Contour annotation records
· · · · ·
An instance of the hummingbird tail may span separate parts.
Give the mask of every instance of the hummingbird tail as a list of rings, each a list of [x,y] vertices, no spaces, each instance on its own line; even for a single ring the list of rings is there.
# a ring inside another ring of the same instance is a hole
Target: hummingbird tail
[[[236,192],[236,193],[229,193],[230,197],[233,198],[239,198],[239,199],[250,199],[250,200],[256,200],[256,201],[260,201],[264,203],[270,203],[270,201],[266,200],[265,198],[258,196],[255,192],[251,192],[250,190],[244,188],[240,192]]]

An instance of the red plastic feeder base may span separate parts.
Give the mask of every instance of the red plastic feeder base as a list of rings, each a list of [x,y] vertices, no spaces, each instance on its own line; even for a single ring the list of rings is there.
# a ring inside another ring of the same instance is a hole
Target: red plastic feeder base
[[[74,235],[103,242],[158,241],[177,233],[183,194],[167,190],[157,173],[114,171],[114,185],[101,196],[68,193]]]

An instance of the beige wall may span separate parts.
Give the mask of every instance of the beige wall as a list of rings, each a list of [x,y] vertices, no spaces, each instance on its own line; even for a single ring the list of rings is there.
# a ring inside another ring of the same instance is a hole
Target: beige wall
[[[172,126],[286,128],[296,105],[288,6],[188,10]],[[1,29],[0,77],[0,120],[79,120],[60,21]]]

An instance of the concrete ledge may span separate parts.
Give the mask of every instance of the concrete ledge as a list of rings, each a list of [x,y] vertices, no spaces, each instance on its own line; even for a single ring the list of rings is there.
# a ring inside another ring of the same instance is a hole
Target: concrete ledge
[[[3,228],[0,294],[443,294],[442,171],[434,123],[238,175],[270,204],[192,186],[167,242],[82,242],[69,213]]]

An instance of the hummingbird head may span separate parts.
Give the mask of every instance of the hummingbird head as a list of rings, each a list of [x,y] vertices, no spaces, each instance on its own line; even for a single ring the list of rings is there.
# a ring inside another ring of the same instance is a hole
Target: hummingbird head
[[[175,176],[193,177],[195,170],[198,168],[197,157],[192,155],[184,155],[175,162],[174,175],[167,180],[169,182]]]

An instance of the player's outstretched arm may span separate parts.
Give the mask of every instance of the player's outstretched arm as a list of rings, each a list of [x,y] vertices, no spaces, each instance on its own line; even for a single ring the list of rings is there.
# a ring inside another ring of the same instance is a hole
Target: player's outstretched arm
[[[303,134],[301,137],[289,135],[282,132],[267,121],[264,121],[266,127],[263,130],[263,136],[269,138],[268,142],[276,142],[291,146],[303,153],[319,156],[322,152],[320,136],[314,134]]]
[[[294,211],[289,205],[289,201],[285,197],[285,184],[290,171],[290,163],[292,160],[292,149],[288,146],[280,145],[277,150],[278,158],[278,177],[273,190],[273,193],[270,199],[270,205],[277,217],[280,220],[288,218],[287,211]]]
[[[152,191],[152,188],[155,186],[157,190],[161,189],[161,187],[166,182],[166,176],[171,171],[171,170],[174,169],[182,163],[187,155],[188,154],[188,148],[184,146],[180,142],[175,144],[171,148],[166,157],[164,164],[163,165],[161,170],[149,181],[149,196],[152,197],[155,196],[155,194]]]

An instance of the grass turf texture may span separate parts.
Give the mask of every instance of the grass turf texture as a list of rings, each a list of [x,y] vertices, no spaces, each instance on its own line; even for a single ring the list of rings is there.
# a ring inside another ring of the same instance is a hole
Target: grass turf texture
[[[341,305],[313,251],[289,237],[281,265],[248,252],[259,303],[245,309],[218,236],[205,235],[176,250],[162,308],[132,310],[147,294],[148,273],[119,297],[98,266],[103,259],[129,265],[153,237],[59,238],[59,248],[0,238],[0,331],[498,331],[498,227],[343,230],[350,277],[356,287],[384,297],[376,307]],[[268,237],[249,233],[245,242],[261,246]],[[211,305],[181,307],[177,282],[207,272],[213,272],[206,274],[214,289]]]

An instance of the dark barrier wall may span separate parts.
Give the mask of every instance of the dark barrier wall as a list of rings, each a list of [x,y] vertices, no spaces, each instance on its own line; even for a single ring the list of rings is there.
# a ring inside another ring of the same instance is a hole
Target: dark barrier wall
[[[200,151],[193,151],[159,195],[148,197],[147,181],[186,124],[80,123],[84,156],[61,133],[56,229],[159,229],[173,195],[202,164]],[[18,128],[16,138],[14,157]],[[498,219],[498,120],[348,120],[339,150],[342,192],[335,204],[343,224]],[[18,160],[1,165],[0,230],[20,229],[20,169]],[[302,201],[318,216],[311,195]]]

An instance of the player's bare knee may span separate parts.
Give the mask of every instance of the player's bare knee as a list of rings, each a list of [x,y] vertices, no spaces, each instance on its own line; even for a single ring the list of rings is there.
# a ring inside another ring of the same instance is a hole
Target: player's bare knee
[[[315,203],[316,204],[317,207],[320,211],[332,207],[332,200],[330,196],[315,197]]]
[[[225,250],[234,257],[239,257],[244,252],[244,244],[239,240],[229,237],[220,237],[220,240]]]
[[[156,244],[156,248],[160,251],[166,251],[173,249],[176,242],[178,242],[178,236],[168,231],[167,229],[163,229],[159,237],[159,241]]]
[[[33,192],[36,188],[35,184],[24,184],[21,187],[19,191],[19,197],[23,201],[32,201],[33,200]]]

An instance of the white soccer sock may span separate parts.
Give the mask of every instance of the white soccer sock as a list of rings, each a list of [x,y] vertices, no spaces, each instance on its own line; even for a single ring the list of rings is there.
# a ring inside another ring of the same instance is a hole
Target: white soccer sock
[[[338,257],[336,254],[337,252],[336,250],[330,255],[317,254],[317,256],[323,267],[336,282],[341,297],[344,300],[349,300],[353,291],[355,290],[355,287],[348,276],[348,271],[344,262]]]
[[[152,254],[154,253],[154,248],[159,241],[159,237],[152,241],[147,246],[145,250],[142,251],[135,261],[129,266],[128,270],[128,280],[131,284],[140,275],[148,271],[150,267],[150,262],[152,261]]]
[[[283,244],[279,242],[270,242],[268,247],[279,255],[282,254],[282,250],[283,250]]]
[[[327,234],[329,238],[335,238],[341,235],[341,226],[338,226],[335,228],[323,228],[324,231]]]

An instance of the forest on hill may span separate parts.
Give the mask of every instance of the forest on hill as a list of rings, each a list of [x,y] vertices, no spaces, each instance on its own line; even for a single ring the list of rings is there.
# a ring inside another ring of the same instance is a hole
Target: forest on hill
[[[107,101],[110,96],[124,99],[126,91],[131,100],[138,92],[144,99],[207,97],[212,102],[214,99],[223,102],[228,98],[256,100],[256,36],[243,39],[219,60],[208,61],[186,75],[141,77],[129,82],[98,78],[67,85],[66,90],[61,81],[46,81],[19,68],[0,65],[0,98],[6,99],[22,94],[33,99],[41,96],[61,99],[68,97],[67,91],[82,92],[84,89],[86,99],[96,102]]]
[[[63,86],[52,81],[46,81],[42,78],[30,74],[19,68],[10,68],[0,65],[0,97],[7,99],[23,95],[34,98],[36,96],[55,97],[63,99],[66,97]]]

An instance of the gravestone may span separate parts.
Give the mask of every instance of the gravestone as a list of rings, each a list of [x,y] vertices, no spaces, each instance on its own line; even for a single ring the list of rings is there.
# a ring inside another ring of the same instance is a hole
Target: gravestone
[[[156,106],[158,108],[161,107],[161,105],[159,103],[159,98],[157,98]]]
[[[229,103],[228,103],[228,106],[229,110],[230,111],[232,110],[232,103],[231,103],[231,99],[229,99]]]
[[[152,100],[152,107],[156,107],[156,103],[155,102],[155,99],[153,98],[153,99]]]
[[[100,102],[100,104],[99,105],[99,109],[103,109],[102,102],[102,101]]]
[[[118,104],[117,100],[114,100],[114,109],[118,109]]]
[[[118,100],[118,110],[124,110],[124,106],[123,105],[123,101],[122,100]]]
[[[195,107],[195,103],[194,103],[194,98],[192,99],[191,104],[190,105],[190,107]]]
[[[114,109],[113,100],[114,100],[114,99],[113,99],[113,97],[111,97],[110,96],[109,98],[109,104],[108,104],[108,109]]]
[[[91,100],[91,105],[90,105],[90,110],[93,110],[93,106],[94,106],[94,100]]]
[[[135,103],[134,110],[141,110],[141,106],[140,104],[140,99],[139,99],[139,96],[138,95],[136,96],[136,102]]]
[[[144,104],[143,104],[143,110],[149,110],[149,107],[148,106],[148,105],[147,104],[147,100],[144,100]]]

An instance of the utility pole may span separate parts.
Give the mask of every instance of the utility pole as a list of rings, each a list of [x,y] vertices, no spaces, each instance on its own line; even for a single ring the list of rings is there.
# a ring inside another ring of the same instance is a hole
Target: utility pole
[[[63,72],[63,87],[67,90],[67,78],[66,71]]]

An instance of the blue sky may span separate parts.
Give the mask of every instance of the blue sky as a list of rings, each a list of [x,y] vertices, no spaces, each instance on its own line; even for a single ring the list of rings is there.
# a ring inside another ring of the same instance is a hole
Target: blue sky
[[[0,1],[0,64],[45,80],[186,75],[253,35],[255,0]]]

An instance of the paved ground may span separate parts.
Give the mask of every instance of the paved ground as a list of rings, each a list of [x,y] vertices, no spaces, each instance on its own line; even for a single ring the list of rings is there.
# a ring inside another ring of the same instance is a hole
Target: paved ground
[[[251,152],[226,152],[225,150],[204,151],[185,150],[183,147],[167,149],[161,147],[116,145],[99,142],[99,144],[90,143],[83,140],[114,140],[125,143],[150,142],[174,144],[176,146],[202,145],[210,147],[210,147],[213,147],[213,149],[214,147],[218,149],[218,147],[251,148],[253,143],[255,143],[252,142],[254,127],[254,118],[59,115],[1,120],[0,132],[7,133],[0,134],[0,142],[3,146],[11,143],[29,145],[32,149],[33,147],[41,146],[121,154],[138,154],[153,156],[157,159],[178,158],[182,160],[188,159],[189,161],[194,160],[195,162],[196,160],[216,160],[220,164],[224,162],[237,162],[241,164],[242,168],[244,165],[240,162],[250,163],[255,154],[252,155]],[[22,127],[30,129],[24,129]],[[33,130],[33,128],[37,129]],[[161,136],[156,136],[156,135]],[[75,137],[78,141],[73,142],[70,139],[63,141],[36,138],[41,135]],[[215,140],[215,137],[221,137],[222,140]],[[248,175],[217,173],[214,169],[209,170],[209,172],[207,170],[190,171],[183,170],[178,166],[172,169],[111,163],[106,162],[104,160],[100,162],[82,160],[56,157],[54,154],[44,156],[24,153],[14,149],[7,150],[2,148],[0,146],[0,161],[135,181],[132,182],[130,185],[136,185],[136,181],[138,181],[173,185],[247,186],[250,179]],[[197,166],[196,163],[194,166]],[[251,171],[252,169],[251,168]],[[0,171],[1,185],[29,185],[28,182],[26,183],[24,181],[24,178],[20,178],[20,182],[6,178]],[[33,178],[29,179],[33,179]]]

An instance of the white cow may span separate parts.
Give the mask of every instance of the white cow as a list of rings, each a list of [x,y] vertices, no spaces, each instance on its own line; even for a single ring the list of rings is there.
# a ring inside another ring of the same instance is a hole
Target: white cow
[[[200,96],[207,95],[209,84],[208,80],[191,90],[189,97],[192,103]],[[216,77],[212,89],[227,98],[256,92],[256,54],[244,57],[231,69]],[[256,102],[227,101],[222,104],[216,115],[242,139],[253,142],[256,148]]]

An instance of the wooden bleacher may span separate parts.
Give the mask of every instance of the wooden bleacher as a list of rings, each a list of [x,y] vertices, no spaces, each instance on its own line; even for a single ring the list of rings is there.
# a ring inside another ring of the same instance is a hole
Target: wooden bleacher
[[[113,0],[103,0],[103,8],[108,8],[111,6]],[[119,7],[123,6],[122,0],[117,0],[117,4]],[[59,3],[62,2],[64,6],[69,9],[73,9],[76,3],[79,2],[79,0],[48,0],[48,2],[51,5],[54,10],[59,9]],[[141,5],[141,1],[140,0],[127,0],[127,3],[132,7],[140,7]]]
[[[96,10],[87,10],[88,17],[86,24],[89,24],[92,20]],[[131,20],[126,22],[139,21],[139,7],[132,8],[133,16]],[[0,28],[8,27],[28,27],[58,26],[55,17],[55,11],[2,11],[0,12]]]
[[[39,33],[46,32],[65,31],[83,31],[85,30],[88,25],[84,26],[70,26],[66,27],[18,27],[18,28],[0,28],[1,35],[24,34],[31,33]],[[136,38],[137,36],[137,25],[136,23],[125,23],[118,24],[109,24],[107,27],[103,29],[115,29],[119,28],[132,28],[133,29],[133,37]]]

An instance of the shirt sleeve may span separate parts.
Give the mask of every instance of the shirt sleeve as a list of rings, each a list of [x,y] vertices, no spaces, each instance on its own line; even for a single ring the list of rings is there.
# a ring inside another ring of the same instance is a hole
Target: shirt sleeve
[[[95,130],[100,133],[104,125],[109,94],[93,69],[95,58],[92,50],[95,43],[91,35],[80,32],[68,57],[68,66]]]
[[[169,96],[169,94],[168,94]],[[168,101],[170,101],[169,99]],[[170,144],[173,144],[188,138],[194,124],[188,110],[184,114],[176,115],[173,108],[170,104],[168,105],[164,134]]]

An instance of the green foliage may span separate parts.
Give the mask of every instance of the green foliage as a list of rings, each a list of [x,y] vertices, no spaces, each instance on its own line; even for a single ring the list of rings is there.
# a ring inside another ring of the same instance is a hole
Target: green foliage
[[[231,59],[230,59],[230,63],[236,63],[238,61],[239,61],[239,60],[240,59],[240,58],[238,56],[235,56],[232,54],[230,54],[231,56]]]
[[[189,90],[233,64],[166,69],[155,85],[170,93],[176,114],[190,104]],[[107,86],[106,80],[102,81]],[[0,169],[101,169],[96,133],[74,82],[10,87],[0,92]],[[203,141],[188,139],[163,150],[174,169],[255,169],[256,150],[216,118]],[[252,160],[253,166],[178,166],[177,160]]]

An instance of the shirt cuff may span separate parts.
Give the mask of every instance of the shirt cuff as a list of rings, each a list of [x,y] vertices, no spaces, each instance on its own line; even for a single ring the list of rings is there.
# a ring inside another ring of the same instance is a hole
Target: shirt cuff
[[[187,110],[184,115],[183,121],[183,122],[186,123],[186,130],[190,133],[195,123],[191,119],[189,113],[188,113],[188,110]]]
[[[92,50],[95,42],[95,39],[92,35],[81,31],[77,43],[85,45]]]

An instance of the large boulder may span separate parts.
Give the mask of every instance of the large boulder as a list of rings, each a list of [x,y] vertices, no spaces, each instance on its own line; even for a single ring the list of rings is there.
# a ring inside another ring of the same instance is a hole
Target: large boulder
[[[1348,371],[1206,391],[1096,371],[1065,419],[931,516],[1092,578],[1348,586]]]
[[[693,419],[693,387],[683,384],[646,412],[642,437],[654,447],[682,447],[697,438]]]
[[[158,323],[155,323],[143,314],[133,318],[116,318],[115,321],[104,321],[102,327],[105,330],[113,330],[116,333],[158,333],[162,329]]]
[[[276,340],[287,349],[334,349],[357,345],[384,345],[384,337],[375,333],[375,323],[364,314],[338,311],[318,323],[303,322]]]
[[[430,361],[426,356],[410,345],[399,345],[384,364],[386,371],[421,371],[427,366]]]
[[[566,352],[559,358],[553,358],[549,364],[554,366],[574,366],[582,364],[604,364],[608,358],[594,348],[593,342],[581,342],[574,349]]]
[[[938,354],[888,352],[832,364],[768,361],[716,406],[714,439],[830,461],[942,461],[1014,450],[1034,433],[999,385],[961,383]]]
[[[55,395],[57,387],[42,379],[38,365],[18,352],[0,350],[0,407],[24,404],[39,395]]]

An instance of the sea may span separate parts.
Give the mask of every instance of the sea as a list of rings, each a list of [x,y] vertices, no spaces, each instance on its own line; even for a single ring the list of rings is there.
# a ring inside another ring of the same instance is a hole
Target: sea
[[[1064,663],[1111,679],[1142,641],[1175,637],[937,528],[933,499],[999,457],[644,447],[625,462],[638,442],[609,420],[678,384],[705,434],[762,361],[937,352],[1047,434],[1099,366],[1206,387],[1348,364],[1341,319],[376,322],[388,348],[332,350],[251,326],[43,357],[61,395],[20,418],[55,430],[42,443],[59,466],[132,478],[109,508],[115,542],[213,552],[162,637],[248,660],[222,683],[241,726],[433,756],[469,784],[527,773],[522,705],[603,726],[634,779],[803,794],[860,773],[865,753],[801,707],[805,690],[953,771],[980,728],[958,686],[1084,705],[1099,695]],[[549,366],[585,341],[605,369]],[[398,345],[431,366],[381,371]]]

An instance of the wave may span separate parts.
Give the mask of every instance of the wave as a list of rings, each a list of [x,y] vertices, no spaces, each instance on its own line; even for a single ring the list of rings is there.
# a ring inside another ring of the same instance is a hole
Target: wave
· · · · ·
Written problem
Render the lines of the material, from the one containing "An instance of the wave" through the last line, as a JSON list of strings with one string per line and no blank lines.

Exercise result
[
  "An instance of the wave may span separate parts.",
  "Give the mask of every instance of the wave as a list of rings, each a list of [x,y] vertices, no spaces, each instance on its own line; even for a single ring the list of rings is there.",
  "# a ring inside another ring of the same instance is a hole",
  "Target: wave"
]